- Job
Which lines of the listing below contain the word "grass"? Copy out each of those lines in full.
** Begin Data listing **
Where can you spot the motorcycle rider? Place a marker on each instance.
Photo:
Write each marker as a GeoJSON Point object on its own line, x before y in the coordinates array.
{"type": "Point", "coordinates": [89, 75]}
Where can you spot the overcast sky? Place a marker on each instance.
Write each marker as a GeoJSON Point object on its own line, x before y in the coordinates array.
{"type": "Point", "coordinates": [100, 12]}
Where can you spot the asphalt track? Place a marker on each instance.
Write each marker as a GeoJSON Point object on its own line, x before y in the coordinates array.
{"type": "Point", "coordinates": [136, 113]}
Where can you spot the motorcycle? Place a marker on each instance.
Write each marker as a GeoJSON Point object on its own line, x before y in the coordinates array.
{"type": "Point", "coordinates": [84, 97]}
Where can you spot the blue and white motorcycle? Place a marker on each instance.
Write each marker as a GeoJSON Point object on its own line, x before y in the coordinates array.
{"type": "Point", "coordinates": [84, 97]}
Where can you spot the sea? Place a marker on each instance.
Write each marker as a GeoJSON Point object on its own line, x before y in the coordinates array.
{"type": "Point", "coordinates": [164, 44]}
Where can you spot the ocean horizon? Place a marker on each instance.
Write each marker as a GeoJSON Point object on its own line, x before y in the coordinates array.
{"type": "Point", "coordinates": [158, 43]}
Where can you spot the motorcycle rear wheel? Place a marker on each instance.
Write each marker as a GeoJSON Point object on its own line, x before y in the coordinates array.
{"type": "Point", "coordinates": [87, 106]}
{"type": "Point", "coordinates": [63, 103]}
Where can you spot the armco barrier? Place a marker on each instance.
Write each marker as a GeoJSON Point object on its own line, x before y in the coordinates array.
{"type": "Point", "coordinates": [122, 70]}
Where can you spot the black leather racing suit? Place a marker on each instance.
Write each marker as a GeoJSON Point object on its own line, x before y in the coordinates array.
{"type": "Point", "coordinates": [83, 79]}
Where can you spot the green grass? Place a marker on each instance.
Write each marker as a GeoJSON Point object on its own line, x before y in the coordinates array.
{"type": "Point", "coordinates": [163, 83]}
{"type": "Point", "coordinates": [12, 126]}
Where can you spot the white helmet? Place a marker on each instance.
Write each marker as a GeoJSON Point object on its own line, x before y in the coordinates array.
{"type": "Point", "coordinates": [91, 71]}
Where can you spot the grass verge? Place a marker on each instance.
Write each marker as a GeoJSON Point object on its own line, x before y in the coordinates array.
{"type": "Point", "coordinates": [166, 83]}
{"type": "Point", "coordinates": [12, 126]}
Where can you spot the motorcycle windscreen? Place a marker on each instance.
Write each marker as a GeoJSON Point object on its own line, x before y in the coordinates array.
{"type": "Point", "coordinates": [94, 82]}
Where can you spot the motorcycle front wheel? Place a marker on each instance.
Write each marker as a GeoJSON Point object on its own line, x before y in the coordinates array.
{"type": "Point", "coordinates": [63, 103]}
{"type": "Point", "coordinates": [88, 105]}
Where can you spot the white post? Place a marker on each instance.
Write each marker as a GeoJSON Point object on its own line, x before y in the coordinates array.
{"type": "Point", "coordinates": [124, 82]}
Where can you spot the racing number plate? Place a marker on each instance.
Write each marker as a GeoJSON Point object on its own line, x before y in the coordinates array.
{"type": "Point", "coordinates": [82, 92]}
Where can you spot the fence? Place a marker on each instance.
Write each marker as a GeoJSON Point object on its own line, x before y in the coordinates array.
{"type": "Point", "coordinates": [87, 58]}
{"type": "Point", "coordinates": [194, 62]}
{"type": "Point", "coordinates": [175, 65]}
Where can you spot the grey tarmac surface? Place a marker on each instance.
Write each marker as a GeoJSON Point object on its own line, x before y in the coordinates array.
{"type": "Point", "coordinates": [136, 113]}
** End Data listing **
** Begin Data listing **
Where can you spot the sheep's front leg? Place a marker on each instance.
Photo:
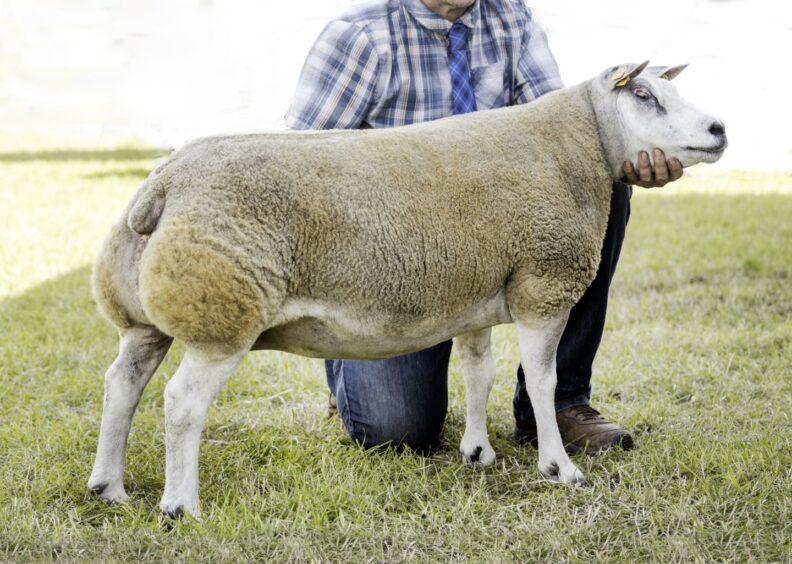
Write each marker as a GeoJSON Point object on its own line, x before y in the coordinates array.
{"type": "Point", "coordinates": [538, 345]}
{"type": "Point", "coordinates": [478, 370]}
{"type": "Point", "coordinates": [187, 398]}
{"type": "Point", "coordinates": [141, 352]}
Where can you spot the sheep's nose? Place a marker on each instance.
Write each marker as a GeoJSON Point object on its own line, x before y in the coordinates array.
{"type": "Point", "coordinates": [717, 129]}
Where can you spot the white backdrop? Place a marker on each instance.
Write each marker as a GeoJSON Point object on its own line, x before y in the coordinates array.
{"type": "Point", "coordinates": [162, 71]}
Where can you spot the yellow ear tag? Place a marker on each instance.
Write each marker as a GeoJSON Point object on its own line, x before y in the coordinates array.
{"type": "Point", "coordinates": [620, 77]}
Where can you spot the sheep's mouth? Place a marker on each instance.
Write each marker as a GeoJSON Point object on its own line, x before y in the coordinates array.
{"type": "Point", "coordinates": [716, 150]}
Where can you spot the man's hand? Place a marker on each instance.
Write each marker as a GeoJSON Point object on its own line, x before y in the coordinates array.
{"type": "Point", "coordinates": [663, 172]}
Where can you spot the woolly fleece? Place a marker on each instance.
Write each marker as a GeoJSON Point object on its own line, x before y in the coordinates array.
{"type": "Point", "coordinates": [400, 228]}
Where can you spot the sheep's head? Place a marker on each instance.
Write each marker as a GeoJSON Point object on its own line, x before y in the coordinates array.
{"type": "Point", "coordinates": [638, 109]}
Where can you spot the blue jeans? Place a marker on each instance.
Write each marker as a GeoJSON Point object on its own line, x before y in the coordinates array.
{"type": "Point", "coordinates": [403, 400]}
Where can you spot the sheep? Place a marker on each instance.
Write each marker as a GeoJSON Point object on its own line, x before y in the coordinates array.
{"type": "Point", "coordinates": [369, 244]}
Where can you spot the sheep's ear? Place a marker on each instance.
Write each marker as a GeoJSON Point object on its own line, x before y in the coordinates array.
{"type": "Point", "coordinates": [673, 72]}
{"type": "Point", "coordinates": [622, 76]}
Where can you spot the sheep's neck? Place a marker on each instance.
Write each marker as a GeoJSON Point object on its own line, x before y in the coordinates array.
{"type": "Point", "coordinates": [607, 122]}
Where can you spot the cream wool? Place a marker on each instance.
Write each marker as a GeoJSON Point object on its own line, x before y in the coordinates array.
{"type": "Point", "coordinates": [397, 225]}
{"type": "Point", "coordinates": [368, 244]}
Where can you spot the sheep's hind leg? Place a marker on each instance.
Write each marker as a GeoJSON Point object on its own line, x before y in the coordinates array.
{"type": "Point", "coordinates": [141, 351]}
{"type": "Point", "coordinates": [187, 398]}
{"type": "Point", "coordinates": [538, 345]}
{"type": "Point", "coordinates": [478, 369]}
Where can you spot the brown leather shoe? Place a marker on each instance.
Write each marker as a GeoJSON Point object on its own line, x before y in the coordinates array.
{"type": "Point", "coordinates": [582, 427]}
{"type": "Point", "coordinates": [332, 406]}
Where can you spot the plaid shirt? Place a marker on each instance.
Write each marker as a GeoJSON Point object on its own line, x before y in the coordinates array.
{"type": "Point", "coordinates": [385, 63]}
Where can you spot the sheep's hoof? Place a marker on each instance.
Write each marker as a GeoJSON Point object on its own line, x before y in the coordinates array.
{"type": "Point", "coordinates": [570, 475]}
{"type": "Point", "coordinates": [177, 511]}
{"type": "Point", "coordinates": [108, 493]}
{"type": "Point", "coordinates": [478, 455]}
** End Data listing **
** Begin Data listing **
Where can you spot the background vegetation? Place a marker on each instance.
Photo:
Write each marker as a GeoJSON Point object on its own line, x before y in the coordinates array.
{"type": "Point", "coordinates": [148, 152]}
** End Data listing **
- Worked answer
Where can you spot the green grass? Place a marker on each instance.
Where can you spot the grass verge? Place a marker on each instance.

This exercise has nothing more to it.